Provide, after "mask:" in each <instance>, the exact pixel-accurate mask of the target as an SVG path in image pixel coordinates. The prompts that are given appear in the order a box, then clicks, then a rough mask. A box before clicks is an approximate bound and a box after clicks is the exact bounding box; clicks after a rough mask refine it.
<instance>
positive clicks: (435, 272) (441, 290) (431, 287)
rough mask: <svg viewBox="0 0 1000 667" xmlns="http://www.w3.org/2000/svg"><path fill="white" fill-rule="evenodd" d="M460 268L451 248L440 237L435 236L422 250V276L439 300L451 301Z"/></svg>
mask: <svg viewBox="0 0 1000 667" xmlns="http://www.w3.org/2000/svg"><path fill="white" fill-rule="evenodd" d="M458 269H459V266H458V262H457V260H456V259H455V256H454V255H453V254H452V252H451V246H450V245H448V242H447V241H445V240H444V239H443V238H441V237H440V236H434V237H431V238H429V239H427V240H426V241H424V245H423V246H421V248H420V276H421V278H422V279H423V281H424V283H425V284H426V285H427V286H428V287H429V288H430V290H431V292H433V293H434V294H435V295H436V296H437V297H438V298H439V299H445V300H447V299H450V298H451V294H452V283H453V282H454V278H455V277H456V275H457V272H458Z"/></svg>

______________________________

- [EXERCISE BRIEF] The only thing to give is how many lines of the listing include the word "instance".

- [ANSWER FOR THIS EXERCISE] 2